Luang Prabang, the former capital of Laos is at the confluence of the Mekong and Nam Khan rivers. Regarded as the country’s culinary capital, Luang Prabang was once known throughout Laos for its exceptional food.
The main reason? The royal family, who had the best chefs, lived there.
While in Luang Prabang, we were on a quest to understand Lao food and Royal Lao cuisine. At the Rosewood in Luang Prabang, we had the opportunity to dine on Royal Lao cuisine with Sebastien Rubis, Culinary Director, and the only chef in Laos to be appointed by the UN as an ambassador for Laotian cuisine.
Join us as we dive into Royal Laos Cuisine at the Rosewood Luang Prabang.
Rosewood Luang Prabang: Best Hotel in Luang Prabang In Nature
Opened in 2018, the Rosewood Luang Prabang is a unique resort that celebrates French-Laotian heritage, history and culture. It is located about a 10 minutes drive from the old city of Luang Prabang, a UNESCO World Heritage Site.
Picked up by the hotel car, we found ourselves 10 minutes later, in an idyllic setting with a waterfall, streams and a lush sprawling forest with 23 luxury villas.
At the forefront of Rosewood Luang Prabang is their unique culinary identity which focuses on Laotian flavors and seasonally sourced farm-to-table ingredients.

=-=-=-=-=

* [Problem requirements]: Render this sentence from the piece on Luang Prabang cuisine in Spanish: "Opened in 2018, the Rosewood Luang Prabang is a unique resort that celebrates French-Laotian heritage, history and culture." The listing has no connection to the piece on Luang Prabang cuisine.

* [Data records]:
=-=-=-=-=

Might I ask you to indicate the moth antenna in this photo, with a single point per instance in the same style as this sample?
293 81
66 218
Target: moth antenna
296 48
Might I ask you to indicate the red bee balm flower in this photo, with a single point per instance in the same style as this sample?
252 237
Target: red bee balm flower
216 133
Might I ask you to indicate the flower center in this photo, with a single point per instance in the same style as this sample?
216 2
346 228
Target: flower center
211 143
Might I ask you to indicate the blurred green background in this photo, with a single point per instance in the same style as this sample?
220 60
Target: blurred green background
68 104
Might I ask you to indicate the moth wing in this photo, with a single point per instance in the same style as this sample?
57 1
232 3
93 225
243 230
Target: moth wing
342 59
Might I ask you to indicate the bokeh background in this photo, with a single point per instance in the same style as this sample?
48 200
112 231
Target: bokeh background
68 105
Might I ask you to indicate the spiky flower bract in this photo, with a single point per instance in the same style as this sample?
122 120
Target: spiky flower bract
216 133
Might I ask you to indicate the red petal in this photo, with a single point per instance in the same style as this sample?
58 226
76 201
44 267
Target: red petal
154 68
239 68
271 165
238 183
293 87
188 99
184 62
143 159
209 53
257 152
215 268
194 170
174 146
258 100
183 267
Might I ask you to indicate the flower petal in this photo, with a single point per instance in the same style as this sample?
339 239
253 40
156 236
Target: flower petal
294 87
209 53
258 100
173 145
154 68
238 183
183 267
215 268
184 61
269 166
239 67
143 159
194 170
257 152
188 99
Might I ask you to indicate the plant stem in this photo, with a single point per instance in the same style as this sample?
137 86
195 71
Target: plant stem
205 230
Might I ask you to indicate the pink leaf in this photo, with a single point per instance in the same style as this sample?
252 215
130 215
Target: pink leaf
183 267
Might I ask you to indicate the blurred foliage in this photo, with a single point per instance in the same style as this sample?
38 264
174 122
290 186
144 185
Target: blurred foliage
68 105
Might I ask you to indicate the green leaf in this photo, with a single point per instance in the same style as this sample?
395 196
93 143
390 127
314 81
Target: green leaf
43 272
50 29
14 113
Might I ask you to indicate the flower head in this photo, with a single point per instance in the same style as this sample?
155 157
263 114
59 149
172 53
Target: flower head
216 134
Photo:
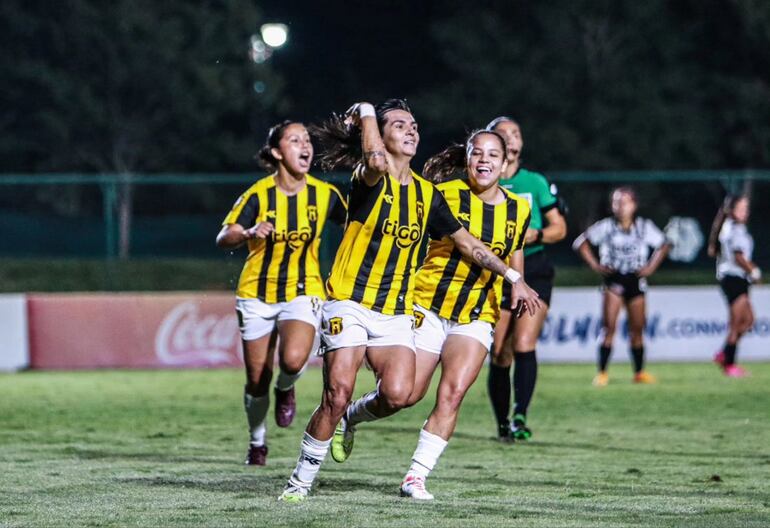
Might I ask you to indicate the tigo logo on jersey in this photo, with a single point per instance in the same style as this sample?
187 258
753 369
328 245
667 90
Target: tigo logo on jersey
405 235
510 229
295 239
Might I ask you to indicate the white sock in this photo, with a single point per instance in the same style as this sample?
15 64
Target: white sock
256 411
286 381
311 455
357 411
429 448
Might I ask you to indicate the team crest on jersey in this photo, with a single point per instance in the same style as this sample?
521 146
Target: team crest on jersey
510 229
419 317
405 235
335 325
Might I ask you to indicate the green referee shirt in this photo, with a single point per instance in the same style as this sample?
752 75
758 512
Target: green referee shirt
535 189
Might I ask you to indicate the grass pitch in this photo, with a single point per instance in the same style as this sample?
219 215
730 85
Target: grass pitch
136 448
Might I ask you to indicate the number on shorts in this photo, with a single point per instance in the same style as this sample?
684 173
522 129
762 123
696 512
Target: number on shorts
419 317
335 325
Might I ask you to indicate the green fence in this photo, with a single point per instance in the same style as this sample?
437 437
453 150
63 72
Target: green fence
119 218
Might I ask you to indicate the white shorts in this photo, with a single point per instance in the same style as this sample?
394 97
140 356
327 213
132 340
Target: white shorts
257 319
431 330
348 324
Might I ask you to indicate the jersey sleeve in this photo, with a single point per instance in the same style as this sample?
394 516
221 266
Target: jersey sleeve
441 221
653 236
545 199
244 212
338 207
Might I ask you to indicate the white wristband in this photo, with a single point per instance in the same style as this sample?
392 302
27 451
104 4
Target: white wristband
366 110
512 276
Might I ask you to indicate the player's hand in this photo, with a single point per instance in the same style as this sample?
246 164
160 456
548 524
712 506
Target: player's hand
530 237
352 115
524 298
261 230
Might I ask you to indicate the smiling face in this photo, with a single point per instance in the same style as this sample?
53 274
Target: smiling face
485 161
623 205
294 151
400 134
513 140
740 211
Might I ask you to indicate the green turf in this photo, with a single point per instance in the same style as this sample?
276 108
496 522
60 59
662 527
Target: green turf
164 449
169 274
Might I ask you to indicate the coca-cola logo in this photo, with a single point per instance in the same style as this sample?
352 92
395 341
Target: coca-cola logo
188 337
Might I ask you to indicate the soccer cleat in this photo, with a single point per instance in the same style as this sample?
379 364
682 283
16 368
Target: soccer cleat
285 407
414 486
644 377
342 441
602 379
257 456
734 371
719 358
504 433
293 494
519 429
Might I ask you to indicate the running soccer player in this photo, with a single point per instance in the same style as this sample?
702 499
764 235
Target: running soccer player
456 301
732 245
369 313
280 291
624 241
516 342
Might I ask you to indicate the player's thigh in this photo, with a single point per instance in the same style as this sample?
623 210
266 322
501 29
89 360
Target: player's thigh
461 361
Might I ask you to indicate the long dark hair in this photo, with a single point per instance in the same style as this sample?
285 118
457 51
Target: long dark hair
724 211
340 144
454 158
274 136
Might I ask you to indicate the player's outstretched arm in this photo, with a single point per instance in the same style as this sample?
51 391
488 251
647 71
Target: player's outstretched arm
235 235
472 248
375 163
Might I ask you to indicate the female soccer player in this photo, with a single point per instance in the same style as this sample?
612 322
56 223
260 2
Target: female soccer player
371 285
281 218
732 244
457 302
516 343
623 241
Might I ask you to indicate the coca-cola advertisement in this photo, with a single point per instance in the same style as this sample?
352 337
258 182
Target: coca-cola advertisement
176 330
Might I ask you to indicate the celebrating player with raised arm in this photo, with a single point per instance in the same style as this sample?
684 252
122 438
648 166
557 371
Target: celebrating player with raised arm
457 301
281 218
624 241
371 285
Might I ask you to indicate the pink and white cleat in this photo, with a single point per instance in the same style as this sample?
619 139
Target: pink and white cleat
414 486
734 371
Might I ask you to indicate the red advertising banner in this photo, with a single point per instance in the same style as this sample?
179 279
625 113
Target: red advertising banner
114 330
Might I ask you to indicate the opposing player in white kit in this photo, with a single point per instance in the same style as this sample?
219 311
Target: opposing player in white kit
624 241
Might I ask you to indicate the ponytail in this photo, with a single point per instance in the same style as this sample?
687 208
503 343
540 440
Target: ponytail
340 143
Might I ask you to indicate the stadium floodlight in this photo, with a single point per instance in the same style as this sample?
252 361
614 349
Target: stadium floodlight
274 35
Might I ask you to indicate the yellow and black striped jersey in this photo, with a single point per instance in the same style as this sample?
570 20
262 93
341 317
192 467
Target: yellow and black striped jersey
285 264
455 287
375 262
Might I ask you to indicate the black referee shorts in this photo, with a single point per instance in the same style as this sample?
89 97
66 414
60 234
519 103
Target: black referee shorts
538 274
733 287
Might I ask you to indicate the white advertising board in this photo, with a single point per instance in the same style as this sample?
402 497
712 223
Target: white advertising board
685 323
14 346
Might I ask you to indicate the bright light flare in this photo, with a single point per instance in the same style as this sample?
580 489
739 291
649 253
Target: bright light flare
275 35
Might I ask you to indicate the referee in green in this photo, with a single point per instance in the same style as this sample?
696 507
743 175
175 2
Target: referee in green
516 338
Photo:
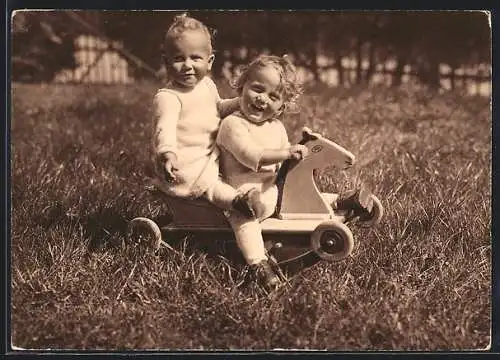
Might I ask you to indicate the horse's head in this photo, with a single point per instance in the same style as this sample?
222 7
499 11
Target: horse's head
298 195
324 152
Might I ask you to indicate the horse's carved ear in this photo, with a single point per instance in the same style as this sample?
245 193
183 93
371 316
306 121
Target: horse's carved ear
308 135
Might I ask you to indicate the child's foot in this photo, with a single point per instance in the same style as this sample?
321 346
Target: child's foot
264 275
358 201
243 203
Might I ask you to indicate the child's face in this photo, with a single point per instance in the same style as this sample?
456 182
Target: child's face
261 98
189 58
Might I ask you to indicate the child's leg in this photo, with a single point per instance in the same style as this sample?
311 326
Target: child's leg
249 238
226 197
264 202
221 195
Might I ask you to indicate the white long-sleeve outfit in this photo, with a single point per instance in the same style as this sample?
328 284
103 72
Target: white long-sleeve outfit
186 123
241 144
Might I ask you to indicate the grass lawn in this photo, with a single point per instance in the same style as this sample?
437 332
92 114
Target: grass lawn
420 281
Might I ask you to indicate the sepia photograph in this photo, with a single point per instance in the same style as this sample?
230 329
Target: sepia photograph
333 193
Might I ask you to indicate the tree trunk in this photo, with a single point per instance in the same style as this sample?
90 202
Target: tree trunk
371 63
359 69
338 66
397 76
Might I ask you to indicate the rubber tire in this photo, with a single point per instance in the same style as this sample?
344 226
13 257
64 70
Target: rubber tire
143 228
339 233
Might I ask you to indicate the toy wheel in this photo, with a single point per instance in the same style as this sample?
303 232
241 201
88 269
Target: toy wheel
375 215
332 241
144 230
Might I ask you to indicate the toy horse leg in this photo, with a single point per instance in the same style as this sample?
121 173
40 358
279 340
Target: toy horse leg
330 198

=-=-=-=-=

* [Right answer]: Inaugurado en 2018, el Rosewood Luang Prabang es un complejo turístico único que celebra el patrimonio, la historia y la cultura franco-laosianos.